Objective. Extract each line of the rows below that contains the string "instance", and copy those lines unchanged.

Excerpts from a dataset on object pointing
++++

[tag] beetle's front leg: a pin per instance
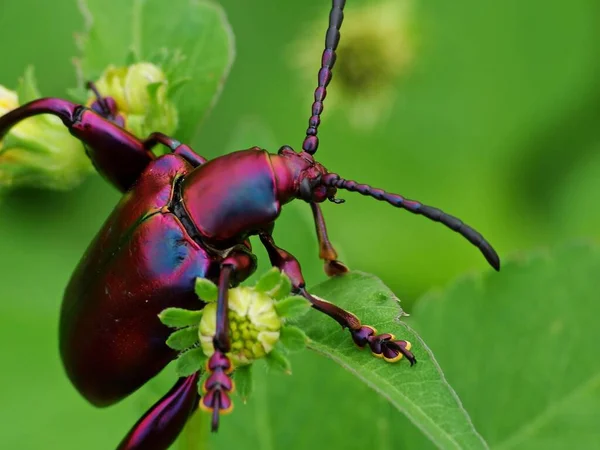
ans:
(219, 385)
(326, 250)
(382, 345)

++++

Solution below.
[tag] beetle's front leg: a pin per instance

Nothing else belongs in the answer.